What is asked => Rewrite the entries from the line containing "Target: white pickup truck" through the end of the entries, substituting "pickup" for "pickup truck" and leaving everything else unchanged.

Listing =>
---+---
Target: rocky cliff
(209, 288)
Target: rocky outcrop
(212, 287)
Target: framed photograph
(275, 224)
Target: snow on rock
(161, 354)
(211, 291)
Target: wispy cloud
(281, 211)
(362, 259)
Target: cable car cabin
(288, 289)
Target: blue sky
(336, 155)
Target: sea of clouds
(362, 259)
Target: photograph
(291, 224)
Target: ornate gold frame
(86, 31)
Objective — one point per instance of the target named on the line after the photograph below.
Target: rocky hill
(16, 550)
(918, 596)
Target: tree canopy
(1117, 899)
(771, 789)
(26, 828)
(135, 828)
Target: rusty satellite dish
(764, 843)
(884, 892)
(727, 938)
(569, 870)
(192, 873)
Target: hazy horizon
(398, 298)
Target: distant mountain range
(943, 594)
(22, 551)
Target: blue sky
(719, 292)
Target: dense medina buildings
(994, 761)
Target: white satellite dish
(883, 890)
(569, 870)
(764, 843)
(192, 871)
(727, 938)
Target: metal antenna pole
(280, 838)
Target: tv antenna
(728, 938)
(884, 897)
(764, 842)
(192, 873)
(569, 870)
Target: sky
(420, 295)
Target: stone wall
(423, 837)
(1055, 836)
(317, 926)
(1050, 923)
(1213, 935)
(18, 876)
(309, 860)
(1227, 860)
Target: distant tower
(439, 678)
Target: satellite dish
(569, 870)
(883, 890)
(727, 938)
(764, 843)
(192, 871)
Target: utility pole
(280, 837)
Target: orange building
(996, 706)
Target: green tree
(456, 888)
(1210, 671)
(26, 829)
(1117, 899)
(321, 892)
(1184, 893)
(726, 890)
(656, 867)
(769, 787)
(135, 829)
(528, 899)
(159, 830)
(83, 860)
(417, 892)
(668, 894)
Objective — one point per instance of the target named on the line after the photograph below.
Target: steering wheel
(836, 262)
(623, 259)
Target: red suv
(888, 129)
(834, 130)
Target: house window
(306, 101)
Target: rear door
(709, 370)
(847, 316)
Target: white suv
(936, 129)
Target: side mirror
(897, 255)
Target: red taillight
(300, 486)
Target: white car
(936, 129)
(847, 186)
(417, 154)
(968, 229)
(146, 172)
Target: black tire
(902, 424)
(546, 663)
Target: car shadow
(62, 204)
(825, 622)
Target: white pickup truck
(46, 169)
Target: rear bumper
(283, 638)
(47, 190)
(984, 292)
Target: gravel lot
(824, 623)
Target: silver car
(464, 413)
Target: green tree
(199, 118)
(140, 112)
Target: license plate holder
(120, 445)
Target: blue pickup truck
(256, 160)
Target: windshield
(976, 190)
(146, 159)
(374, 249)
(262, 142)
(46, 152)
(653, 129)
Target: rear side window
---+---
Solution below =>
Target: white pickup
(46, 169)
Target: rear bumper
(283, 638)
(47, 190)
(984, 292)
Target: gravel lot
(824, 623)
Target: silver car
(464, 413)
Target: green tree
(199, 118)
(140, 112)
Target: license plate holder
(120, 445)
Target: blue pickup
(256, 160)
Target: windshield
(976, 190)
(146, 159)
(374, 249)
(262, 142)
(46, 152)
(653, 129)
Target: rear side window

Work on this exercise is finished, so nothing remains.